_Angezeigter Text_

☆ ☆ ☆

Jetzt ist Opposition und die SPD muss sich erneuern – wie, das bleibt zu diskutieren. Einen guten Einstieg in die Diskussion bietet der Juso-Blogs- und Twitter-Aggregator jusos.de/live. Der Unmut ist groß, der Ruf nach Veränderung ist laut, leider beschränkt es sich wieder nur auf “links oder rechts”. Wie dieses Links oder Rechts aussehen kann, bleibt zumeist noch im Dunkeln, ich habe zumindest noch keinen wirklichen Entwurf für eine moderne linke Politik gefunden, auch nicht bei Franziska Drohsel.

Zumindest der Wunsch nach Veränderung ist groß und das ist gut. Der Aufruf SPD erneuern ist schon vielfach unterzeichnet worden, es gibt eine Facebook-Gruppe und eine Meine-SPD-Gruppe – allein, hier fehlt bisher der Blick nach vorn (ähnlich argumentiert auch dieser sehr gut geschriebene Freitag-Beitrag: Was die SPD verrät)

Eine Erneuerung muss mit der Vergangenheit abschließen und sich nicht über die Vergangenheit definieren. Kritik an der Agenda-Politik ist in Ordnung, auch wenn ich der Meinung bin, dass es zu diesem Zeitpunkt die richtigen Entscheidungen waren. Und genau weil die SPD die Architektin einer der größten Reformen des Sozialstaats ist, ist sie auch am ehesten in der Lage, notwendige Korrekturen daran vorzunehmen – also Hartz4, Mindestlöhne, Bundesagentur für Arbeit – kann man alles diskutieren. Rente mit 67? Ganz ehrlich, das ist für mich noch zu weit weg. Öffnung zur Linken? Ja natürlich, aber das muss man fast nicht mehr diskutieren.

Ich glaube, die Chance für die SPD ist die globale Perspektive.

Im Gegensatz zu der noch staatshörigeren Linke, die alles in den Grenzen Deutschlands regulieren will, kann die SPD eine globale linke Politik machen. Eine Politik, die dem Anspruch, Gerechtigkeit herzustellen auch gerecht wird, weil sie nicht vor den Landesgrenzen halt macht.

Eine globale Perspektive für die SPD-Politik würde aber an vielen Stellen das Gefühl von gerecht und ungerecht umkehren. Das ist mitunter überraschend, vielleicht auch schmerzhaft, aber genau darin liegt das Überraschende und Neue, das wir jetzt brauchen.

Denn: Ist es gerecht, wenn Essen billig ist, weil dann auch die Armen hier sich das gute Essen leisten können? Oder ist es ungerecht weil es Massentierhaltung, Dumpinglöhne und Umweltschäden bedingt?

Ist es nicht gerecht, dass der Wohlstand in der Welt gewachsen ist, auch wenn in Deutschland Industrie-Arbeitsplätze verloren gehen?

Ist es gerecht, dass die EU Exporte subventioniert und damit Märkte in Afrika zerstört, damit deutsche Firmen und Bauern mehr Geld für ihre Produkte erhalten?

Auf alle diese Fragen weiß die Linke keine Antwort und der CDU und der FDP ist es egal. Darauf müssen wir Antworten finden, weil das auch die Menschen von uns verlangen.

Finanzmärkte lassen sich nur global regulieren, der Klimawandel lässt sich nur auf globaler Ebene sinnvoll stoppen. Wir brauchen die globale Perspektive in jeder neuen Form von Politik, dann kann die Politik auch wieder neu werden.

☆ ☆ ☆

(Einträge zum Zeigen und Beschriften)

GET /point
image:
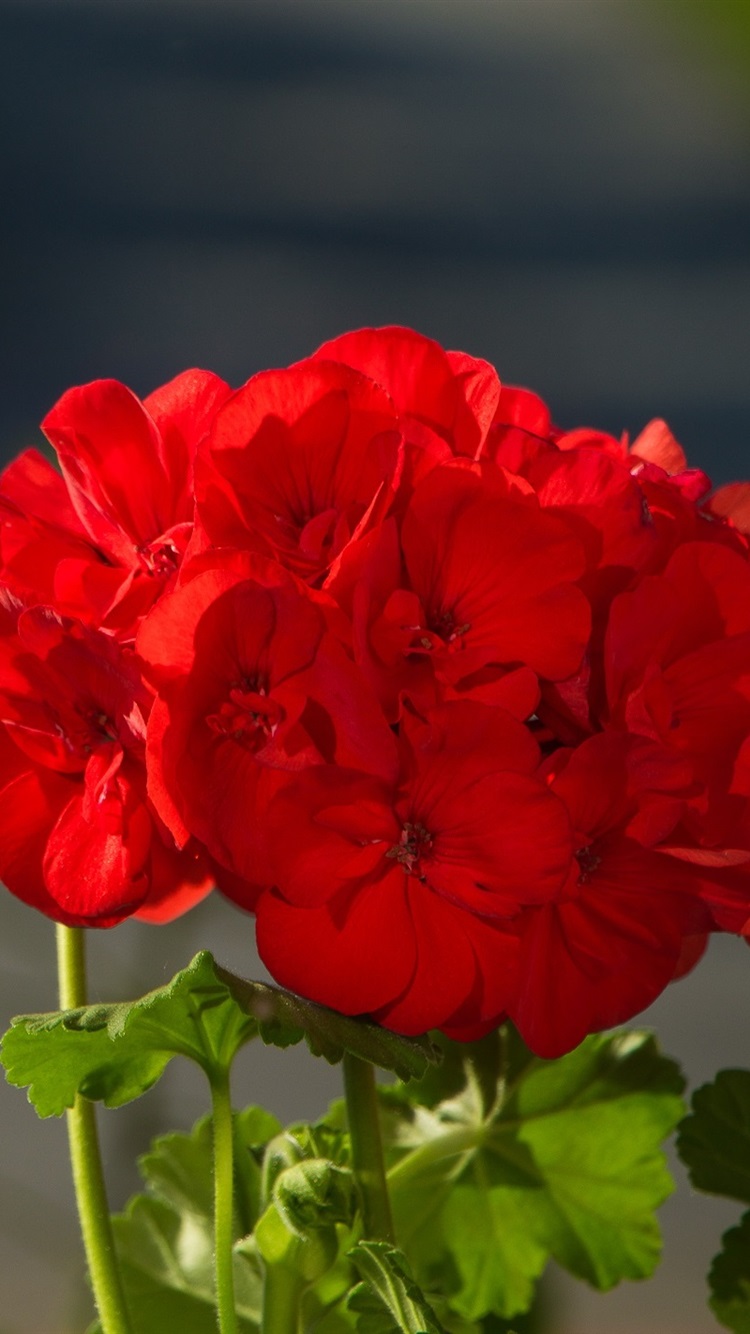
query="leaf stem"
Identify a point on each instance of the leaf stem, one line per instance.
(86, 1157)
(367, 1147)
(453, 1143)
(223, 1201)
(282, 1293)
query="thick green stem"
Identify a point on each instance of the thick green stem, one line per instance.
(367, 1147)
(282, 1293)
(223, 1202)
(86, 1158)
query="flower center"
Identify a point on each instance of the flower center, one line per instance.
(414, 843)
(160, 558)
(248, 715)
(587, 862)
(443, 623)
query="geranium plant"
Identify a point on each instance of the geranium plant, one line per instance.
(457, 705)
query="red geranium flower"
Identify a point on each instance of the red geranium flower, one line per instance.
(252, 686)
(446, 400)
(299, 463)
(106, 538)
(614, 939)
(395, 897)
(677, 659)
(477, 599)
(78, 838)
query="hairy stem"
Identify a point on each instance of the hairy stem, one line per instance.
(223, 1202)
(367, 1147)
(86, 1157)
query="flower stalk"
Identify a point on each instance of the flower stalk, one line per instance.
(86, 1157)
(367, 1147)
(223, 1202)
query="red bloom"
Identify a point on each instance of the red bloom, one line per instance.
(252, 686)
(103, 540)
(299, 463)
(395, 897)
(614, 939)
(459, 702)
(78, 838)
(446, 400)
(677, 659)
(478, 600)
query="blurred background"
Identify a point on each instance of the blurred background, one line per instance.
(558, 186)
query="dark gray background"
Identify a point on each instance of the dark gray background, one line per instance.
(559, 186)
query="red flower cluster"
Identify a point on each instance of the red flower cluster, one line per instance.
(458, 703)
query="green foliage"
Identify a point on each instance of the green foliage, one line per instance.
(729, 1278)
(531, 1159)
(714, 1142)
(389, 1301)
(114, 1053)
(164, 1239)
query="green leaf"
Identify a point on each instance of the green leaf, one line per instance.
(547, 1158)
(714, 1141)
(729, 1278)
(164, 1239)
(114, 1053)
(389, 1301)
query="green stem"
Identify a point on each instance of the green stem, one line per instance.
(367, 1147)
(282, 1293)
(223, 1202)
(86, 1158)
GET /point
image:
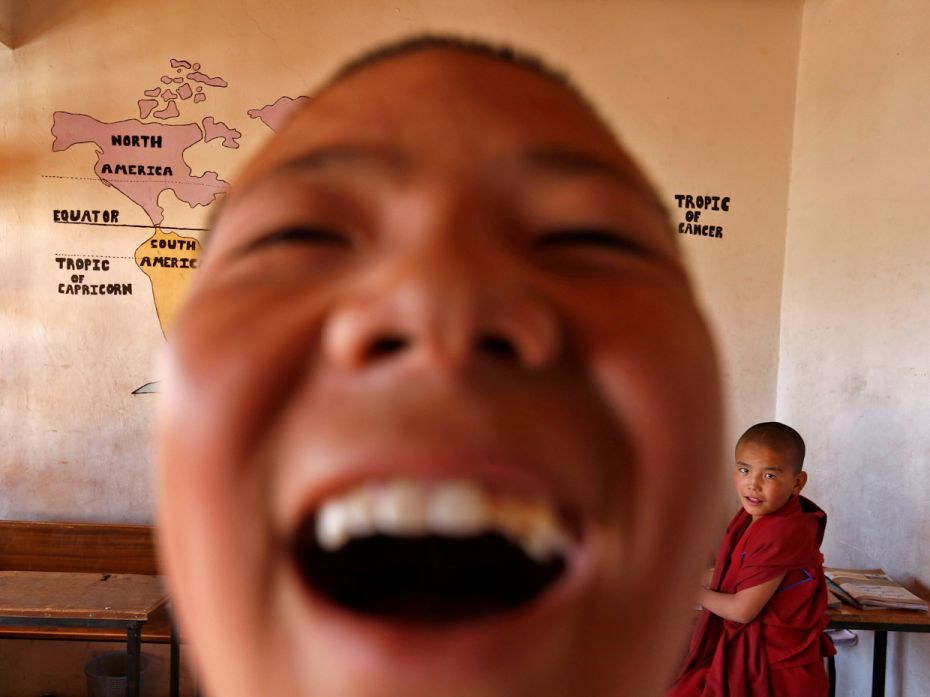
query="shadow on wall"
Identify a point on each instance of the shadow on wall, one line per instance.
(25, 21)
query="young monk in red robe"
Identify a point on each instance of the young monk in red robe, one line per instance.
(761, 631)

☆ ☆ ☆

_Aufgabenstellung A_
Übertrage den Satz „Finanzmärkte lassen sich nur global regulieren, der Klimawandel lässt sich nur auf globaler Ebene sinnvoll stoppen.“ aus dem Text über die Erneuerung der SPD ins Englische.
_Aufgabenstellung B_
Welche Parteien nennt der Text über die Erneuerung der SPD namentlich? Zähle sie alle auf.
_Aufgabenstellung C_
Gib den Abschnitt von „Denn: Ist es“ bis „und Umweltschäden bedingt?“ aus dem Text über die Erneuerung der SPD wortgetreu wieder.
Die Auflistung spielt hierfür keine Rolle.

_Lösung A_
Financial markets can only be regulated globally, and climate change can only be stopped meaningfully at the global level.

_Lösung B_
SPD, Linke, CDU, FDP

_Lösung C_
Denn: Ist es gerecht, wenn Essen billig ist, weil dann auch die Armen hier sich das gute Essen leisten können? Oder ist es ungerecht weil es Massentierhaltung, Dumpinglöhne und Umweltschäden bedingt?